The lines to copy from the data below are those that hold the string "carport".

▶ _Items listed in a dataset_
◆ ◆ ◆ ◆ ◆

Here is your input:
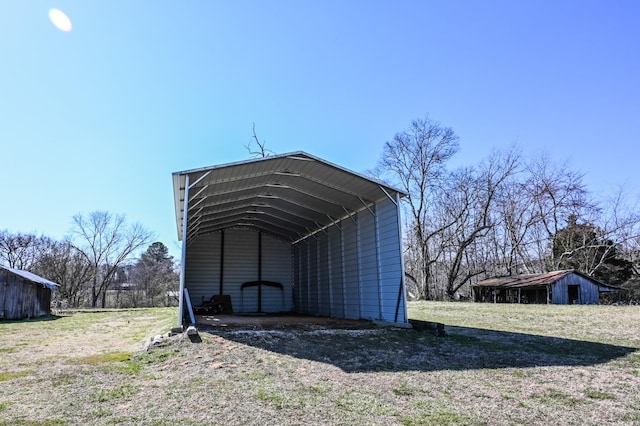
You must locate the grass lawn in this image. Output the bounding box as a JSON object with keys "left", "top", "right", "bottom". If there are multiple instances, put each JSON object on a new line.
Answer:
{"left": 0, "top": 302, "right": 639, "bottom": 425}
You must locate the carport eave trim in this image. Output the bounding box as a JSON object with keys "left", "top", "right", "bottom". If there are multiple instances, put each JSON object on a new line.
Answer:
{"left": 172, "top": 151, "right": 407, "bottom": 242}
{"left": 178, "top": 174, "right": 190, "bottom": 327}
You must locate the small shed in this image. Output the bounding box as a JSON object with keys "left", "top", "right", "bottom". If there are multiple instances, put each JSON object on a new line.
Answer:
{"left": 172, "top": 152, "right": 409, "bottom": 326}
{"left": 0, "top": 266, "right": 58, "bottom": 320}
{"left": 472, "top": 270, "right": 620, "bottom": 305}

◆ ◆ ◆ ◆ ◆

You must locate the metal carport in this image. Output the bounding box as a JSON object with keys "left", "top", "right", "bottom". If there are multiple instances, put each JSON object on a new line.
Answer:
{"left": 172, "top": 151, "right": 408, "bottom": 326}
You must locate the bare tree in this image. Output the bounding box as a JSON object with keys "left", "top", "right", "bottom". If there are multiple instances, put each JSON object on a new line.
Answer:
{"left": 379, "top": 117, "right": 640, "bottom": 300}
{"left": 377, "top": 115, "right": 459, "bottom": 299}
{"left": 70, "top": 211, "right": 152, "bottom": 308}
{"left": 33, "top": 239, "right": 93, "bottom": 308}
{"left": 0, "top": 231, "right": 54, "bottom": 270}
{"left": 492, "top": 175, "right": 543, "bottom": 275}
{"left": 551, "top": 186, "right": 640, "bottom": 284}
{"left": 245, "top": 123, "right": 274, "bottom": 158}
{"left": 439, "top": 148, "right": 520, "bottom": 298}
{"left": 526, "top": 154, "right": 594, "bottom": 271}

◆ ◆ ◆ ◆ ◆

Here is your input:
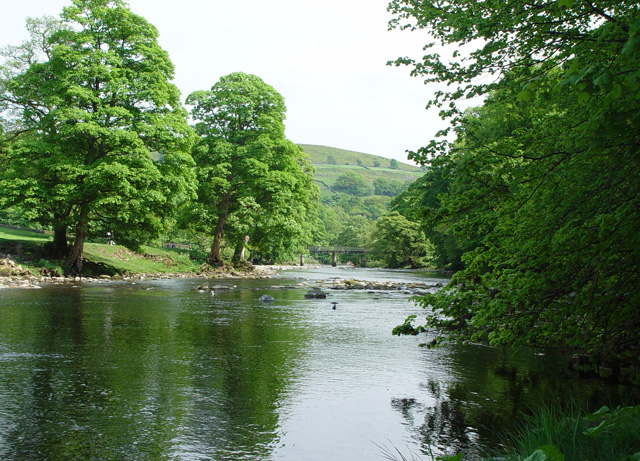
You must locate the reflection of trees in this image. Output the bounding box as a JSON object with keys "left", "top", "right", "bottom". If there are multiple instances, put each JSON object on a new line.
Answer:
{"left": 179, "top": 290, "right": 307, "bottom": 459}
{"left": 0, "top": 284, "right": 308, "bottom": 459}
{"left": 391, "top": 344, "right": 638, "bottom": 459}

◆ ◆ ◆ ◆ ◆

▶ _Solution_
You must locate the carport eave trim in this image. Output the bounding box as a JSON object with keys "left", "top", "right", "bottom". If there are multiple instances, put each JSON object on a new line.
You must locate the metal carport in this image. Output the bounding box as a JSON object with keys "left", "top", "right", "bottom". If there are multiple instances, put each JSON object on a new line.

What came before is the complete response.